Recorded data

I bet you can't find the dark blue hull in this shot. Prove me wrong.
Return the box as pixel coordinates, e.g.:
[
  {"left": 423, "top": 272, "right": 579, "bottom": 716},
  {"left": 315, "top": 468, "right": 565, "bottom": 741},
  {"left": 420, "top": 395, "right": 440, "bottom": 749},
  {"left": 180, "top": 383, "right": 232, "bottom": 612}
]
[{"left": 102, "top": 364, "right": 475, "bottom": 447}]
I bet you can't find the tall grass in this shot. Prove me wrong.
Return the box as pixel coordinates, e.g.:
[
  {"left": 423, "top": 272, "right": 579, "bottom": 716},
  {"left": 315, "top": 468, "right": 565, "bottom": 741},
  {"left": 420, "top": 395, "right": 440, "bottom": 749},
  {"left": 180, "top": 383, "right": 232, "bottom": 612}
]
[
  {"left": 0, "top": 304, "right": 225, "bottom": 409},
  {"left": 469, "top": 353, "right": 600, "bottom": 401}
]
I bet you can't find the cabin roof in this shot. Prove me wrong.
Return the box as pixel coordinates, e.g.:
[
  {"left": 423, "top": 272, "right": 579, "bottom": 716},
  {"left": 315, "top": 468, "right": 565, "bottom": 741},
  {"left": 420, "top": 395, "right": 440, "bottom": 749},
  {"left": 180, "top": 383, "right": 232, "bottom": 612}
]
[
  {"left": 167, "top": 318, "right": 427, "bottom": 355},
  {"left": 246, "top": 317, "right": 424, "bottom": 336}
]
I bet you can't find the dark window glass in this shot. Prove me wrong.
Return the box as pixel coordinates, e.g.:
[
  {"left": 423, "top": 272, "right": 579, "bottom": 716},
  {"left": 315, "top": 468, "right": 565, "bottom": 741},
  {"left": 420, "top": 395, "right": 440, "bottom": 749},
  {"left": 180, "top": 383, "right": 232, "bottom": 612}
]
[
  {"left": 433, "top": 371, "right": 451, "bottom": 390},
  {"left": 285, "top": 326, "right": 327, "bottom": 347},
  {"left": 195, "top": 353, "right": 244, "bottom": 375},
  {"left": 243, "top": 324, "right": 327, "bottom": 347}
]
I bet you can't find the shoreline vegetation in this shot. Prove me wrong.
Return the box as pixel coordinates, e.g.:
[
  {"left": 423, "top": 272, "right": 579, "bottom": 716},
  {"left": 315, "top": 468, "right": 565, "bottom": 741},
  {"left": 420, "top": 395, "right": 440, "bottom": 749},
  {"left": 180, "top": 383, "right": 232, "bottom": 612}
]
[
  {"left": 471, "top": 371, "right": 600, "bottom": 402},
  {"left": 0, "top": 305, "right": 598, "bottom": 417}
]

*Assignment*
Output an exact copy of each record.

*Answer box*
I bet you can't find the dark blue hull in this shot. Prove me wrong.
Return the box as pixel coordinates, e.g.:
[
  {"left": 423, "top": 272, "right": 579, "bottom": 716},
  {"left": 315, "top": 468, "right": 565, "bottom": 741},
  {"left": 420, "top": 395, "right": 440, "bottom": 749},
  {"left": 180, "top": 383, "right": 232, "bottom": 612}
]
[{"left": 102, "top": 364, "right": 475, "bottom": 447}]
I bet you can't find the tall grass in this shot. Prove me wrong.
Return the box as pixel coordinates, e.g.:
[
  {"left": 423, "top": 272, "right": 579, "bottom": 716},
  {"left": 315, "top": 468, "right": 565, "bottom": 741},
  {"left": 420, "top": 395, "right": 440, "bottom": 749},
  {"left": 180, "top": 383, "right": 232, "bottom": 612}
]
[
  {"left": 0, "top": 304, "right": 225, "bottom": 409},
  {"left": 469, "top": 353, "right": 600, "bottom": 401}
]
I bet you can't find the cabin roof in this shot. Prove me wrong.
Return the box as pixel coordinates, e.g.:
[
  {"left": 423, "top": 272, "right": 579, "bottom": 716},
  {"left": 315, "top": 468, "right": 565, "bottom": 741},
  {"left": 420, "top": 395, "right": 440, "bottom": 749},
  {"left": 180, "top": 383, "right": 232, "bottom": 612}
]
[
  {"left": 167, "top": 318, "right": 427, "bottom": 355},
  {"left": 246, "top": 317, "right": 424, "bottom": 336}
]
I bet you can't find the dark window glass in this shot. Prove me wrong.
Return the box as pixel coordinates, e.g.:
[
  {"left": 423, "top": 272, "right": 579, "bottom": 716},
  {"left": 315, "top": 468, "right": 565, "bottom": 741},
  {"left": 420, "top": 395, "right": 440, "bottom": 749},
  {"left": 180, "top": 383, "right": 232, "bottom": 612}
]
[
  {"left": 433, "top": 371, "right": 451, "bottom": 390},
  {"left": 285, "top": 326, "right": 327, "bottom": 347},
  {"left": 195, "top": 353, "right": 244, "bottom": 375},
  {"left": 243, "top": 324, "right": 327, "bottom": 347}
]
I bet you can't find the shoreline vegetation in this shot. Prove me wrong.
Return the box as pixel coordinates, e.g.:
[
  {"left": 423, "top": 272, "right": 579, "bottom": 716},
  {"left": 315, "top": 468, "right": 565, "bottom": 741},
  {"left": 420, "top": 395, "right": 440, "bottom": 749},
  {"left": 180, "top": 383, "right": 232, "bottom": 612}
]
[
  {"left": 471, "top": 371, "right": 600, "bottom": 402},
  {"left": 0, "top": 305, "right": 598, "bottom": 417}
]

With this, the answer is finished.